GIVEN DATA:

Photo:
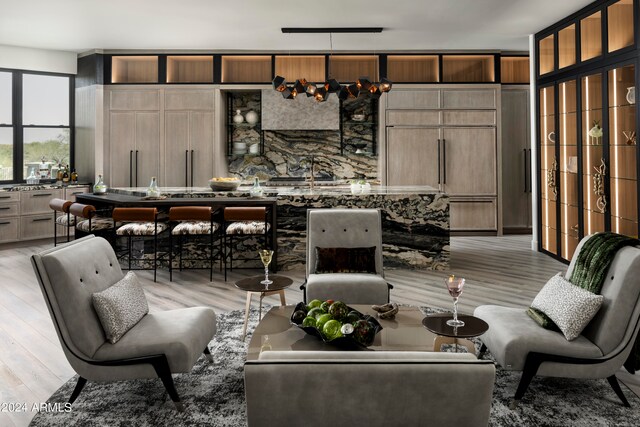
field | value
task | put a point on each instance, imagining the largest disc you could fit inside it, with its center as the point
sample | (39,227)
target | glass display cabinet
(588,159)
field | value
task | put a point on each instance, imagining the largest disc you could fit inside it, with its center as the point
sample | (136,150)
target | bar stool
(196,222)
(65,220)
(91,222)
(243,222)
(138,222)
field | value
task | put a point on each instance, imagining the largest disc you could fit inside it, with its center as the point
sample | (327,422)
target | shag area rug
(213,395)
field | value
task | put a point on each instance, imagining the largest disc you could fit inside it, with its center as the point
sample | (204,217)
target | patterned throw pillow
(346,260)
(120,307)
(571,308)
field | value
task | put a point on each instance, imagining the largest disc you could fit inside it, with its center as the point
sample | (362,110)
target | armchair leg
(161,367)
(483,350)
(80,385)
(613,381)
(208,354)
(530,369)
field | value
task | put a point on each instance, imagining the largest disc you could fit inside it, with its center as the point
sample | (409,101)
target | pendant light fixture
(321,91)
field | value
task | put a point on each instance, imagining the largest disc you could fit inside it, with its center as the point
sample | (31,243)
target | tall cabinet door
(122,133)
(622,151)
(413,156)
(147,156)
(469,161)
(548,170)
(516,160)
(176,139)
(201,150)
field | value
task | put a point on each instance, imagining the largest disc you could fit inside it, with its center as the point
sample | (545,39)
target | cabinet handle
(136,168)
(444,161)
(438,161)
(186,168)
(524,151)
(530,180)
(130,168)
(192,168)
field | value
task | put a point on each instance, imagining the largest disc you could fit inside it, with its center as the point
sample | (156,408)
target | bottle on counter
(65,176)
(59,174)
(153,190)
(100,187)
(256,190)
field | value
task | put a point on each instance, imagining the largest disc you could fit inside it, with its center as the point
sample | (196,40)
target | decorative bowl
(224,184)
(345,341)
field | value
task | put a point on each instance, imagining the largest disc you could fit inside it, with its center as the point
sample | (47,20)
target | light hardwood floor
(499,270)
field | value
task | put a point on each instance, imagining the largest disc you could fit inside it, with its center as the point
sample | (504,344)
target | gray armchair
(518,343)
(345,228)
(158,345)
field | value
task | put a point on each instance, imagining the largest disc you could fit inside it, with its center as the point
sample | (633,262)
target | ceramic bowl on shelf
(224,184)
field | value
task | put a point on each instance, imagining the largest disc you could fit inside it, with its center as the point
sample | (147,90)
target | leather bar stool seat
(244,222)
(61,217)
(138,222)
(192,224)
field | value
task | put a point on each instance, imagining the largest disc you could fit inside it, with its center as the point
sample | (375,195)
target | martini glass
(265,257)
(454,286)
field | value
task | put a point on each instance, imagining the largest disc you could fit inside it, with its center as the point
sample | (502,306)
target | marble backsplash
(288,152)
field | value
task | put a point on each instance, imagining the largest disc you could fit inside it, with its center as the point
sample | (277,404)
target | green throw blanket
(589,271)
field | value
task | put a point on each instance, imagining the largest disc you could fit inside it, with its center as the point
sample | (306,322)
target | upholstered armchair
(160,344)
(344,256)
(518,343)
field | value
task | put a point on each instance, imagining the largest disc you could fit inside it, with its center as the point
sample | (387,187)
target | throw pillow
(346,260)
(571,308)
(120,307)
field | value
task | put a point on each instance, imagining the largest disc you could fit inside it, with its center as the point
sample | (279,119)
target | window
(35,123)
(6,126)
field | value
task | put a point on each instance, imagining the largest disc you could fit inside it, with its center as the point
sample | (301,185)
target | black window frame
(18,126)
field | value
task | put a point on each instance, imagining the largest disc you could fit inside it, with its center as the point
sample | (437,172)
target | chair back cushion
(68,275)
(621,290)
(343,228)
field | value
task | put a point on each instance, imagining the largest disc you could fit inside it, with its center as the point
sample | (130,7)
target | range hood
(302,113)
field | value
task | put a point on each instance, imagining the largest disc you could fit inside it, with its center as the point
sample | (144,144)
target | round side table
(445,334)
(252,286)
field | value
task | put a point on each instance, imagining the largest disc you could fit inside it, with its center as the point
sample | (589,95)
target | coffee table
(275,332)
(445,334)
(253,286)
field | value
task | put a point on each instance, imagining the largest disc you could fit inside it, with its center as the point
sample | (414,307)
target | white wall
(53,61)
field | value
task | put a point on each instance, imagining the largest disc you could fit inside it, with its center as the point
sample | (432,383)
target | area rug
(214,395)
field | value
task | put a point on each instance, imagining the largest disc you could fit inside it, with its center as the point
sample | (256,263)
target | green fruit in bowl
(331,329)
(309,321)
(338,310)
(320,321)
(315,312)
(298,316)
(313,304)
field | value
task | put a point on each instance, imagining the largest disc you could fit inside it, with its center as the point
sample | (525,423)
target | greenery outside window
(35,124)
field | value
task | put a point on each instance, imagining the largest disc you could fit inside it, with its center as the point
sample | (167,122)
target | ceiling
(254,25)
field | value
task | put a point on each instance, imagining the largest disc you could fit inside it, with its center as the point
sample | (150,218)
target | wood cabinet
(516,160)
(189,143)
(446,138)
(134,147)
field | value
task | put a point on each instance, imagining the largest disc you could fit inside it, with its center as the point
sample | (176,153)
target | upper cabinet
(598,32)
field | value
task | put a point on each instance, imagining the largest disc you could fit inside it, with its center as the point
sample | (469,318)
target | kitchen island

YOUR OBJECTIVE: Could you output every record above exactly as it appears, without the pictures?

WRITTEN REPLY:
Photo:
field | value
task | put a point on each instance, imagining the largest disc you could fit inside it, with its center as the point
sample | (39,227)
target | glass display cabinet
(588,159)
field | value
task | put a point on each instance, imagining the largest disc you could fit inside it, with its center as the point
sample | (136,150)
target | bar stool
(196,222)
(65,220)
(91,222)
(243,222)
(138,222)
field | value
task | put a point on each instance, imagining the largest disc you could fit inside it, with its center as the point
sample | (327,422)
target | shag area rug
(213,395)
field | value
task | put a point on each instance, imagining the largest disc you could fit inside it, with its center as the point
sample | (204,217)
target | patterned throw pillow
(346,260)
(120,307)
(571,308)
field | value
task | put a point on each instance, imagining the largest disc you could fit inside it, with its center as the point
sample | (362,110)
target | armchair leg
(161,367)
(483,350)
(80,385)
(613,381)
(208,354)
(530,369)
field | value
task | put a point on each instance, imagining the largest disc you could fit inside it, with its center as the point
sample | (409,101)
target | pendant light fixture
(321,91)
field | value
task | put a point on each instance, imagining the largest disc you could fit inside it, with its center as the point
sample | (31,243)
target | tall cabinet door
(122,133)
(622,151)
(413,156)
(147,156)
(469,161)
(548,170)
(516,160)
(176,139)
(201,150)
field | value
task | put a point on each instance, imagining the largest disc you could fit inside it, with its center as the point
sample | (545,39)
target | cabinet handle
(136,168)
(444,161)
(438,161)
(186,168)
(524,151)
(530,180)
(130,168)
(192,168)
field | value
task | put a point on each instance, imagining the largest disc you could fit inside it, with its center as the point
sample | (156,408)
target | bottle on counter
(65,176)
(59,174)
(153,190)
(100,187)
(256,190)
field | value
task | put a point on each instance, imagining the largest disc you could fit inside it, with its center as the point
sample | (196,40)
target | decorative bowl
(224,184)
(345,341)
field | value
task | put a point on each instance, imagining the largest disc you could fit inside it, with its center as the point
sample | (47,20)
target | light hardwood floor
(499,270)
field | value
task | put a point on each instance, imagining the largest disc you could fit inside it, with its center as the point
sample | (504,344)
target | gray armchair
(518,343)
(345,228)
(158,345)
field | value
task | put a point on each instance, imagining the largest disc you could fit inside it, with its center as the point
sample | (633,262)
target | ceramic bowl on shelf
(224,184)
field | value
task | put a point on each instance, imagining the largest disc you could fit inside it, with its center as the point
sample | (147,90)
target | leather bar stool seat
(244,222)
(61,217)
(138,222)
(192,224)
field | value
task | put a point on each instance, imagining the largest disc you could fit inside it, with its center as the point
sample | (375,195)
target | martini glass
(265,257)
(454,286)
field | value
task | put a point on each instance, imagining the largest disc you could fit inside it, with its center as the point
sample | (502,306)
target | marble backsplash
(288,152)
field | value
task | put a point on each instance, imagining the largest disc you could fit inside it, with its center as the point
sample | (277,404)
target | green throw blanket
(589,271)
field | value
task | put a point on each instance, imagining the largest disc you could fit inside it, with its center as the point
sample | (306,322)
target | upholstered armchair
(160,344)
(344,256)
(518,343)
field | value
task | put a point on each instance, imagining the largest disc you could fit inside it, with its center as the point
sample | (387,187)
target | throw pillow
(346,260)
(571,308)
(120,307)
field | value
task | put a point on each instance, imagining the largest disc you could fit inside it, with its center as the point
sample | (279,119)
target | window
(35,123)
(6,126)
field | value
task | put a point on each instance, imagining the largest disc you could fit inside it, with its center as the point
sample | (301,185)
target | black window frame
(18,126)
field | value
task | put a point on each instance, imagining the largest disc you could fit inside it, with its center as the point
sample | (437,172)
target | chair back cushion
(68,275)
(621,290)
(343,228)
field | value
task | put a point on each instance, imagining the largest disc you could fit inside it, with its center as the point
sample | (130,7)
target | range hood
(302,113)
field | value
task | put a point on each instance, imagining the largest disc you could fit inside it, with its center as the point
sample | (144,144)
target | round side table
(445,334)
(252,286)
field | value
task | put a point on each instance, imagining the largest disc you could fit inside it, with its center as the point
sample | (589,95)
target | coffee table
(275,332)
(445,334)
(253,286)
field | value
task | put a point on each instance, imagining the largest disc you could fit inside it, with its center as the point
sample | (414,307)
target | white wall
(53,61)
field | value
task | put a point on each instance, imagining the largest disc you could fit inside it, with its center as the point
sample | (432,383)
target | area rug
(214,395)
field | value
task | put a point on each instance, imagining the largest disc you could fit inside it, with its center as the point
sample | (256,263)
target | green fruit in bowl
(331,329)
(309,321)
(338,310)
(320,321)
(315,312)
(298,316)
(313,304)
field | value
task | put a point on each instance, imagining the largest disc you could fit inside it, with its center as the point
sample | (525,423)
target | greenery outside window
(35,124)
field | value
task | put a point on each instance, imagining the largest disc you could fit inside it, with its center as the point
sample | (167,122)
target | ceiling
(254,25)
field | value
task | put a point on each instance, imagining the largest disc you could fit inside it, with its center as the point
sample | (150,218)
target | wood cabinet
(516,160)
(189,143)
(446,138)
(134,147)
field | value
task | put a point on each instance, imagining the largest disc you could fit inside it, with its center as the point
sample | (176,153)
target | upper cabinet
(598,32)
field | value
task | put a point on each instance, imagining the largest disc you could fit inside it, with its center as the point
sample | (469,318)
target | kitchen island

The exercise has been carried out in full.